**Goal of the exercise**
Could you print the lines below verbatim, leaving out the pictures?

**Records for the task**
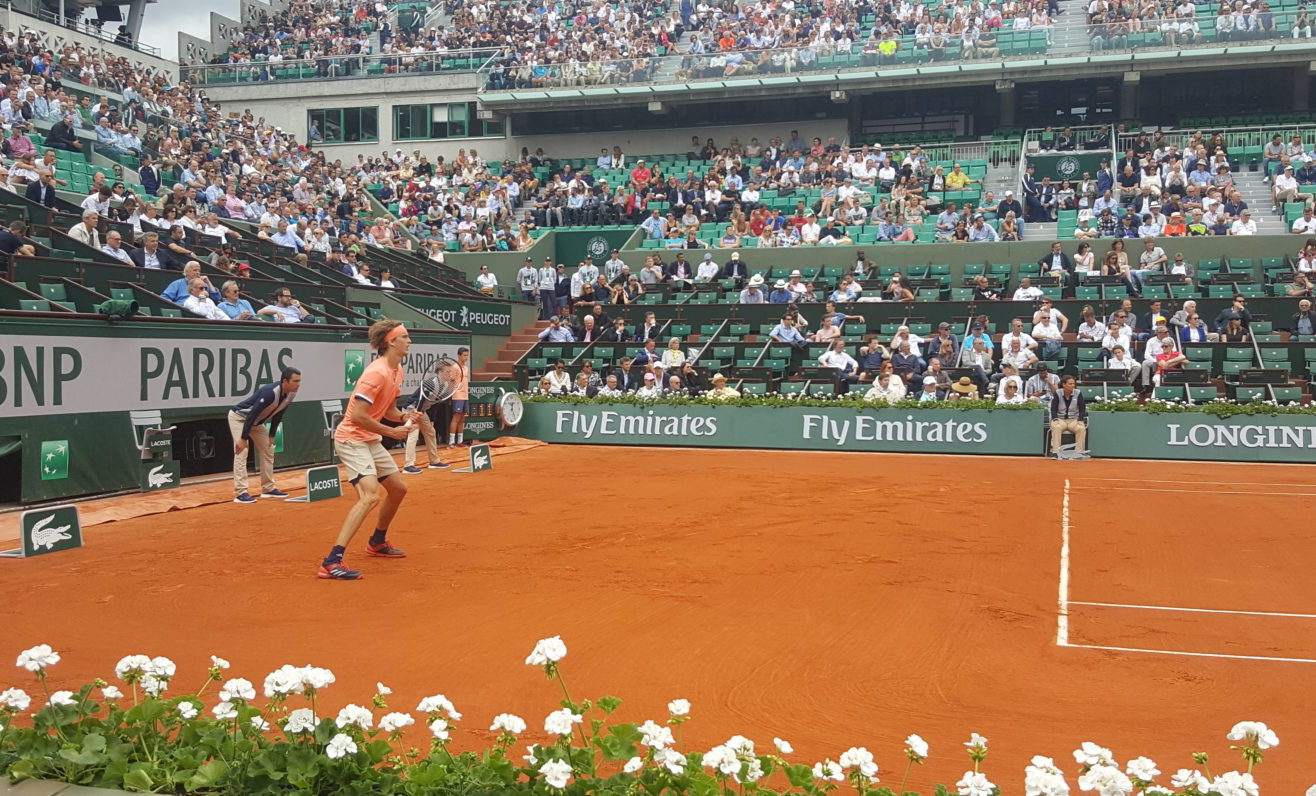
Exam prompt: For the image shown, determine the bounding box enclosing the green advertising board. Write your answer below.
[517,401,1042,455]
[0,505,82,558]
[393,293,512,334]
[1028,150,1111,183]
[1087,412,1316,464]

**Task output**
Exam prompt: For the image shown, determine the bounding box enclosing the green advertising board. Write your answer below.
[517,401,1042,455]
[0,505,82,558]
[393,293,512,334]
[1028,150,1111,183]
[1087,412,1316,464]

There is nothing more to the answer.